(Region labeling rows)
------------

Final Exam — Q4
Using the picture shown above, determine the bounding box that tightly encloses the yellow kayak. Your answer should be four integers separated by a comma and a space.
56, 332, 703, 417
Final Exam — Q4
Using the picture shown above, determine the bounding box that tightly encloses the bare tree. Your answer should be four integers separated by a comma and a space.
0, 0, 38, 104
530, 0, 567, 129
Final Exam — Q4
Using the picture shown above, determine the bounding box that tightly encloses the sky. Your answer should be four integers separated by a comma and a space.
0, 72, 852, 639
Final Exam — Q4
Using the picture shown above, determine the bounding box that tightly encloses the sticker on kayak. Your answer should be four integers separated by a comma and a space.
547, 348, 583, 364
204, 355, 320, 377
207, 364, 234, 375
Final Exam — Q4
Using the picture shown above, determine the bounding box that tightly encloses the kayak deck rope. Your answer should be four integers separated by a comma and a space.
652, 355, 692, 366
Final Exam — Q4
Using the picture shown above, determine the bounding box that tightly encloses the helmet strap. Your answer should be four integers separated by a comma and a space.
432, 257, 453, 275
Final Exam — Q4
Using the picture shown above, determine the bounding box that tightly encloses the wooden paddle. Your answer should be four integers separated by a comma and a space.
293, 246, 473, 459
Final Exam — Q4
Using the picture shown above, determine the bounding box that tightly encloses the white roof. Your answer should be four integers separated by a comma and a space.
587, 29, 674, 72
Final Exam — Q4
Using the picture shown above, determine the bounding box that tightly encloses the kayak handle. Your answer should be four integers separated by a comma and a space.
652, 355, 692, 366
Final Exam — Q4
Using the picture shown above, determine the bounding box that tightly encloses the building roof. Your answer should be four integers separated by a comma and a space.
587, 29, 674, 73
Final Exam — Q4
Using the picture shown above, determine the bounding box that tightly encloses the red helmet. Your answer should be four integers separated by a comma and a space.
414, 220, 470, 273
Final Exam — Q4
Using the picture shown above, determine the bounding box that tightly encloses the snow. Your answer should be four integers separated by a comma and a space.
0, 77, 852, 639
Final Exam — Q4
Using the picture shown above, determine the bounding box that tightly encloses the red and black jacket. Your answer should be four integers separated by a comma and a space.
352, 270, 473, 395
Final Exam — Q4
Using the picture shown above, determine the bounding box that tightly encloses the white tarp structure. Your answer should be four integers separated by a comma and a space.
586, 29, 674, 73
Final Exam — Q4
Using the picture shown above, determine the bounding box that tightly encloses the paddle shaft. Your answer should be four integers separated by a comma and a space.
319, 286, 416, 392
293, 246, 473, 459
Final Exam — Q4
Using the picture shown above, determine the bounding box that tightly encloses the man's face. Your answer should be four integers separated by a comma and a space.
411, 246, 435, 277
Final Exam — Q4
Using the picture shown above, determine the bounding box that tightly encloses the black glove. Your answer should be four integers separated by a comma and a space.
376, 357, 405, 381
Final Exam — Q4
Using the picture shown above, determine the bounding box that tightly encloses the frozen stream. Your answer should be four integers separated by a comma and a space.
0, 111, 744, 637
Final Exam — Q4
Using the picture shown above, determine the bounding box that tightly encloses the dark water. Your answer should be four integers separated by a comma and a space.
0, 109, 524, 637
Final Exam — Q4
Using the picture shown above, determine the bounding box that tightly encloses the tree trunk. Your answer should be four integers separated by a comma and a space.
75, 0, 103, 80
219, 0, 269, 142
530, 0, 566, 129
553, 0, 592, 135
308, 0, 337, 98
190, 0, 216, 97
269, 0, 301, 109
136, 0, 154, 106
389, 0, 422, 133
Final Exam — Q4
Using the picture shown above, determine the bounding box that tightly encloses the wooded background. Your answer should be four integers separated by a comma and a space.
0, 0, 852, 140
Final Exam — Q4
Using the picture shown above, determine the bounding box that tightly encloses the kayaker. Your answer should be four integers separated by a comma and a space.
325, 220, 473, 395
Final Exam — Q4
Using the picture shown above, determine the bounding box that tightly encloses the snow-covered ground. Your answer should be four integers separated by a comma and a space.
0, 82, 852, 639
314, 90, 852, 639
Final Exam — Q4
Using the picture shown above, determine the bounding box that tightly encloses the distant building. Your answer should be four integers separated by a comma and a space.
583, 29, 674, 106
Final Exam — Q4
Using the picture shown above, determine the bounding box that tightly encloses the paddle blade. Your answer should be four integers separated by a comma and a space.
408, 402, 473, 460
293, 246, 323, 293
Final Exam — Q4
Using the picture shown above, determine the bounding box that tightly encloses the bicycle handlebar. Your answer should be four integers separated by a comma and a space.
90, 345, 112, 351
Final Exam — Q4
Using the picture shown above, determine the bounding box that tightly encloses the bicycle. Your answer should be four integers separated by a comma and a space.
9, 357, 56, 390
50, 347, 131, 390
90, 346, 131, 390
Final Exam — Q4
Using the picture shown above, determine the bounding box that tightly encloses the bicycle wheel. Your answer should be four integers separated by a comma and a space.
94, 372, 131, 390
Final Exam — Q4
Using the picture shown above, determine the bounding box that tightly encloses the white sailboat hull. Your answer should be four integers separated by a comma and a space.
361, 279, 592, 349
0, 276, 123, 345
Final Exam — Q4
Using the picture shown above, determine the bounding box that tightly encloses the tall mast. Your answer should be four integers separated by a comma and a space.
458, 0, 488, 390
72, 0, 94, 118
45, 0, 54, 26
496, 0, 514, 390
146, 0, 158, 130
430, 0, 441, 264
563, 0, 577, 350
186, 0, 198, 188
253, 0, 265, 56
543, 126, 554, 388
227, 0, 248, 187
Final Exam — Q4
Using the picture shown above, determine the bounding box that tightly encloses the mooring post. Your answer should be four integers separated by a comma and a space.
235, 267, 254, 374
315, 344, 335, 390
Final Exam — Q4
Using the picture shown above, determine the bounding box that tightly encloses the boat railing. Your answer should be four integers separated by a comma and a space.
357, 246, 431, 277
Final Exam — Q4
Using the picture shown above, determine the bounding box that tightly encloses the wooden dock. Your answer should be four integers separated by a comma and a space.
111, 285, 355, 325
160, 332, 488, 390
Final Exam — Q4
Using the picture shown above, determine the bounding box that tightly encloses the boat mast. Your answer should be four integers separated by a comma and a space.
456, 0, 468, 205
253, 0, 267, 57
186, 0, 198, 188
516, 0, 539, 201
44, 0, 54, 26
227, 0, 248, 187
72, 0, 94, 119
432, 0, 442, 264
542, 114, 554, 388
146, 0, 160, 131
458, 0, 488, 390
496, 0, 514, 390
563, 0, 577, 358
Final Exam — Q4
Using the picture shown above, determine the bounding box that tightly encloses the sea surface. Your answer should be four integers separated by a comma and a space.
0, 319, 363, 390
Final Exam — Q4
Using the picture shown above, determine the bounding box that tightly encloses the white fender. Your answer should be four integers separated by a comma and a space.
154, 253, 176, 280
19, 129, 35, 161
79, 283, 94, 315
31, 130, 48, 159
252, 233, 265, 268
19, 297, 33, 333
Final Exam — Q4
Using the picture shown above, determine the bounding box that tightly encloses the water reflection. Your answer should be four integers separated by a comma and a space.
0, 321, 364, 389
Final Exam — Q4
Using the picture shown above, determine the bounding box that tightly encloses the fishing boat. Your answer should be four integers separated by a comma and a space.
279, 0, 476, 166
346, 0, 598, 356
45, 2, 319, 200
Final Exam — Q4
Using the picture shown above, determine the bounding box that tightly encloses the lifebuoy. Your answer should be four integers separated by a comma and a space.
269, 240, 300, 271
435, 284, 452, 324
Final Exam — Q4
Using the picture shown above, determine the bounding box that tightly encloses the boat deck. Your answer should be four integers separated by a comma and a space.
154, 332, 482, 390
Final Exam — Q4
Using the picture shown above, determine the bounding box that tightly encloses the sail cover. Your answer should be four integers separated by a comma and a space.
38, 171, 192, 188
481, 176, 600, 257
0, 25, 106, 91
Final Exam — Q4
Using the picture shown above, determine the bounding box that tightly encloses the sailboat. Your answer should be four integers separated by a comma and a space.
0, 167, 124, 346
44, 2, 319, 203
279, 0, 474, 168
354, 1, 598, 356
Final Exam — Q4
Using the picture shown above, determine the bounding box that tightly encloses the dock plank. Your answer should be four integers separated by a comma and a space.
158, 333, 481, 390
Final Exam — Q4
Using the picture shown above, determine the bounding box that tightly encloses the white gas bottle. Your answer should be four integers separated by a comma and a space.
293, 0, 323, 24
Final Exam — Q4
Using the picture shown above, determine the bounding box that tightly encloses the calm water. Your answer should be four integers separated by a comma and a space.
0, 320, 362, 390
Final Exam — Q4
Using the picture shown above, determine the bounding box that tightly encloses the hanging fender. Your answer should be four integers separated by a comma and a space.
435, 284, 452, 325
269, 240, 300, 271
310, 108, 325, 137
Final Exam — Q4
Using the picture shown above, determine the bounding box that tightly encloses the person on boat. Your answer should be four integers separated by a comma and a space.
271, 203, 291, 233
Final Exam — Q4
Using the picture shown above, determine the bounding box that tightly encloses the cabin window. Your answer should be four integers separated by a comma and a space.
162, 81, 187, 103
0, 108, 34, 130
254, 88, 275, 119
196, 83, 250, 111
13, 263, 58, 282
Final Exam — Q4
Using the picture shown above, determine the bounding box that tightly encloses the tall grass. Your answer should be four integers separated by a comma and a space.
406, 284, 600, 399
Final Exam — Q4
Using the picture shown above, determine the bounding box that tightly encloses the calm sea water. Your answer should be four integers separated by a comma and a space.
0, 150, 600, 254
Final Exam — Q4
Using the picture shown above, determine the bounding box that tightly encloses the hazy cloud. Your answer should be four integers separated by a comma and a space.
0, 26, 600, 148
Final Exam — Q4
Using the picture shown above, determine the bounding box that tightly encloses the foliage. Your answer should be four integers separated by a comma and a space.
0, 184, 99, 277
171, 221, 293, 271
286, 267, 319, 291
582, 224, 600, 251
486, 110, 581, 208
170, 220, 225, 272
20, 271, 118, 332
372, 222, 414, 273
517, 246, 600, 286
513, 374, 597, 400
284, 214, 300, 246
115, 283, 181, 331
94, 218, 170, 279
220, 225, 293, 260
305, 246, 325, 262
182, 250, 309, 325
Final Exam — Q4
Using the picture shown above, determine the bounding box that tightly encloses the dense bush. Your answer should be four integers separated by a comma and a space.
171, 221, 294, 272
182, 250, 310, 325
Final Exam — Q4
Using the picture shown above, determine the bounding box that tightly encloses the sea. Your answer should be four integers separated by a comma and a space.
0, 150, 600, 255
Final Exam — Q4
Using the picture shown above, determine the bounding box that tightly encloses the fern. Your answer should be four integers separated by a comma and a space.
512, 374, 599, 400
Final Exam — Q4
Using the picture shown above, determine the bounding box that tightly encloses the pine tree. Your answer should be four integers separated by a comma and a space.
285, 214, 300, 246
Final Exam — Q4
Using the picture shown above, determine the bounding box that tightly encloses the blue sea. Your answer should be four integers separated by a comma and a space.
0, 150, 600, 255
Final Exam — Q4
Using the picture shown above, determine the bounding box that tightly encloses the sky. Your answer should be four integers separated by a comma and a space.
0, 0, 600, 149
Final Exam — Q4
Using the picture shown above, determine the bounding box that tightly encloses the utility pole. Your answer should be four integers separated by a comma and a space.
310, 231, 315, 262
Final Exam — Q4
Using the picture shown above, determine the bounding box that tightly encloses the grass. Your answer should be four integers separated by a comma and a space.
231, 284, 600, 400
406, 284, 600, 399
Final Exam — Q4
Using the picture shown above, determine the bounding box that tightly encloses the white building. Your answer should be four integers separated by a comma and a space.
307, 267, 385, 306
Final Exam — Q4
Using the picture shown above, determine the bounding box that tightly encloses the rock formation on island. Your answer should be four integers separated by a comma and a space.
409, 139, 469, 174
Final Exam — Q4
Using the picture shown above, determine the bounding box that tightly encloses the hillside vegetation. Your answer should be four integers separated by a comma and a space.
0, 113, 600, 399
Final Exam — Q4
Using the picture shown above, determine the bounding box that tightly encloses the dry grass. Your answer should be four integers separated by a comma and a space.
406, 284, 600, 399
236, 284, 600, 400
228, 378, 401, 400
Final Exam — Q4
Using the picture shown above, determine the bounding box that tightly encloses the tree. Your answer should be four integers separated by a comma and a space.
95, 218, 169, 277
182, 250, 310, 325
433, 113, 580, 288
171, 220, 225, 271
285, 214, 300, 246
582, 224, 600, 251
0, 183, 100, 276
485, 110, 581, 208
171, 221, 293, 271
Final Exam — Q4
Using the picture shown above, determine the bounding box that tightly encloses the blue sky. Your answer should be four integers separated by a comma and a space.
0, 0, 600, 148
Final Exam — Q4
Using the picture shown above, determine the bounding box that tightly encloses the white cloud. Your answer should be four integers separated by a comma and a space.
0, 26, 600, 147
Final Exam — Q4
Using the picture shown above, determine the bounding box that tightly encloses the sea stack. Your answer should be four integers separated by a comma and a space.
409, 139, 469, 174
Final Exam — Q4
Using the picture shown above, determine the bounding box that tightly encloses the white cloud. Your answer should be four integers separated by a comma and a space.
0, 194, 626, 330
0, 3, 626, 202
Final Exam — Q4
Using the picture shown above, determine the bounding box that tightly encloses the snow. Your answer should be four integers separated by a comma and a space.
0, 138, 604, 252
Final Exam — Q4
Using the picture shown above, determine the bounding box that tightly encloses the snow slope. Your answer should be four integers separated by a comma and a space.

------------

▸ GIVEN INSTRUCTION: Put the rows into a numbered list, starting at the first line and ending at the line that contains "587, 29, 674, 72", with both of those lines included. Leave out any blank lines.

▸ ANSWER TO THE EXERCISE:
1. Final Exam — Q4
2. Using the picture shown above, determine the bounding box that tightly encloses the yellow kayak. Your answer should be four integers separated by a comma and a space.
3. 56, 332, 703, 417
4. Final Exam — Q4
5. Using the picture shown above, determine the bounding box that tightly encloses the bare tree. Your answer should be four integers separated by a comma and a space.
6. 0, 0, 38, 104
7. 530, 0, 567, 129
8. Final Exam — Q4
9. Using the picture shown above, determine the bounding box that tightly encloses the sky. Your answer should be four integers separated by a comma and a space.
10. 0, 72, 852, 639
11. Final Exam — Q4
12. Using the picture shown above, determine the bounding box that tightly encloses the sticker on kayak. Your answer should be four integers separated by a comma and a space.
13. 547, 348, 583, 364
14. 204, 355, 320, 377
15. 207, 364, 234, 375
16. Final Exam — Q4
17. Using the picture shown above, determine the bounding box that tightly encloses the kayak deck rope. Your answer should be four integers separated by a comma and a space.
18. 652, 355, 692, 366
19. Final Exam — Q4
20. Using the picture shown above, determine the bounding box that tightly encloses the helmet strap. Your answer should be four integers separated by a comma and a space.
21. 432, 257, 453, 275
22. Final Exam — Q4
23. Using the picture shown above, determine the bounding box that tightly encloses the wooden paddle. Your answer should be four integers separated by a comma and a space.
24. 293, 246, 473, 459
25. Final Exam — Q4
26. Using the picture shown above, determine the bounding box that tightly encloses the white roof. Your answer should be four integers separated by a comma and a space.
27. 587, 29, 674, 72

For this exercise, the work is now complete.